##### TEXT SECTION

Pub Date: Sept. 1st, 1980
Publisher: Crown

South Dakota farmboy Alan Ross discovers sex, journalism, and a sympathetically psychotic cousin in 1930s Minneapolis--as veteran Manfred (Green Earth, etc.) spins another ripe, sprawling, slightly muddleheaded tale. Alan's a near-albino but a nice-looking guy, a fledgling sportswriter, and city women soon come his way: first there's office chum Irene (who turns out to be married); and then there's bright college freshman Jael, whose prim family (except for niece-molesting Uncle Horace) disapproves of young Alan--who, despite initial qualms, does indeed deflower not-so-innocent Jael. But, in addition to sexual fever (which fades when selfish Jael shows her true colors), Alan has an even greater passion. He has developed an obsession with an imaginary ""haunt"" brother (he had a twin who died), and he feels that he's found this brother in the flesh when he meets ex-farmboy Red Engleking--a sometime boxer who's married to gentle, repressed Jen (another victim of uncle molestation) and who is being driven crazy by his work as a slaughterhouse pig-sticker (evoked here with stomach-churning vividness). Eventually, in fact, Red goes catatonic, stabs Jen nearly to death, and flees--pursued by reporter Alan. And Alan's search reveals that Red is his cousin; that Red's gross farmer-father is the main cause of Red's misery (he branded the un-bloodthirsty lad a coward); and, incidentally, that Alan's mother has always been sexually frigid. Meanwhile, Red is hiding out at a commune of Hutterites--where he learns that the problem with his marriage is that wife Jen is unacquainted with female orgasm. So finally: Red returns, he and now-recovered Jen go to a marriage doc (""Here is where the clitoris is located""), and Alan finds a truer lover than Jael. True, all this thematic emphasis on the stuff of old marriage manuals seems more than a little foolish. And the novel often just rambles as it wends its sometimes uninvolving, not-always-believable way. But, with all these flaws, it's vigorous, virile, grittily atmospheric--and never less than readable.

##########

--- EXERCISE PROMPT ---
Condense the paragraph of the book review that begins "South Dakota farmboy Alan Ross" into a shorter paragraph that keeps its main facts. The data after this text comes from a separate source.

##### EXTRACTED INFORMATION

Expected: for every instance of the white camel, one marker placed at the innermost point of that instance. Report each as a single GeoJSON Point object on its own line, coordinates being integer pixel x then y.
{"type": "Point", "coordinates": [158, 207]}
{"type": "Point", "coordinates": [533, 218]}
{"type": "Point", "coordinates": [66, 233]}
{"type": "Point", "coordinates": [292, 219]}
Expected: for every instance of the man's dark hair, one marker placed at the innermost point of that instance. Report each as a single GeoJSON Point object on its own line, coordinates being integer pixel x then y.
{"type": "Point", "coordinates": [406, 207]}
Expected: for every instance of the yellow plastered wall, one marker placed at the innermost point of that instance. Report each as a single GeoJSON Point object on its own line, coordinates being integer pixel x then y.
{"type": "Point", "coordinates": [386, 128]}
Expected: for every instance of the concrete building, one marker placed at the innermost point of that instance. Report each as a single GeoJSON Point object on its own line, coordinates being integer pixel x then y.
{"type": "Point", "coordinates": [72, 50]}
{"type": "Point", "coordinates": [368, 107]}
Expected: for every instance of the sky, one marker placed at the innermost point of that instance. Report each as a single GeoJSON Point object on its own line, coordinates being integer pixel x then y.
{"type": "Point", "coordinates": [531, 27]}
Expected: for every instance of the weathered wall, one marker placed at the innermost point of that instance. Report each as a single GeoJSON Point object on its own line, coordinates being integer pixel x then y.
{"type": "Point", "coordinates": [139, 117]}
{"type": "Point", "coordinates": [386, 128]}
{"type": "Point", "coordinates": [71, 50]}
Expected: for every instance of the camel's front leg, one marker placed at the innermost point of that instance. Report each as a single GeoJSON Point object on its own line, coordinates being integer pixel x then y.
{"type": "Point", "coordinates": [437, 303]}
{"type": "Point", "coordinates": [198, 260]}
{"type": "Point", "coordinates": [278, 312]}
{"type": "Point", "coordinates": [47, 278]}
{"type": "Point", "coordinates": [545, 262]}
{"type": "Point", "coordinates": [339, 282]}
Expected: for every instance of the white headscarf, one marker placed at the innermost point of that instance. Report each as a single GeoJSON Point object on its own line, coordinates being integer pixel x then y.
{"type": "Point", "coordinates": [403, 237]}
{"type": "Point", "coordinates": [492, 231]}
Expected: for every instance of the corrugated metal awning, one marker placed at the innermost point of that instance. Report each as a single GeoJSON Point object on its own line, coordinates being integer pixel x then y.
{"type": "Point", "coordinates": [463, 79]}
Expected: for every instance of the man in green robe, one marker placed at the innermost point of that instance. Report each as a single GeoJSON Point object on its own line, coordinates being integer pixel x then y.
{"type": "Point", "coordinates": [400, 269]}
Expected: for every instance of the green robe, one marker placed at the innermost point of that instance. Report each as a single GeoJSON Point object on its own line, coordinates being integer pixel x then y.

##########

--- FINISHED TASK ---
In this sprawling, somewhat muddleheaded novel by veteran Manfred, South Dakota farmboy Alan Ross is a near-albino fledgling sportswriter in 1930s Minneapolis. He gets involved with Irene, an office chum who turns out to be married, and then with college freshman Jael, whose selfishness ends his passion. Obsessed with an imaginary "haunt" brother because his own twin died, he believes he has found that brother in Red Engleking. Red is an ex-farmboy and sometime boxer married to repressed Jen. His work as a slaughterhouse pig-sticker drives him crazy until he stabs Jen nearly to death and flees. Alan's pursuit reveals that Red is his cousin and that Red's father caused his misery by branding him a coward. It also reveals that Alan's mother has always been sexually frigid. While hiding at a Hutterite commune, Red learns that his marriage suffers because Jen has never known orgasm. He returns, the recovered couple consults a marriage doctor, and Alan finds a truer lover than Jael. The reviewer calls the marriage-manual emphasis foolish and the story rambling and not always believable. Still, the reviewer judges the novel vigorous, virile, grittily atmospheric, and never less than readable.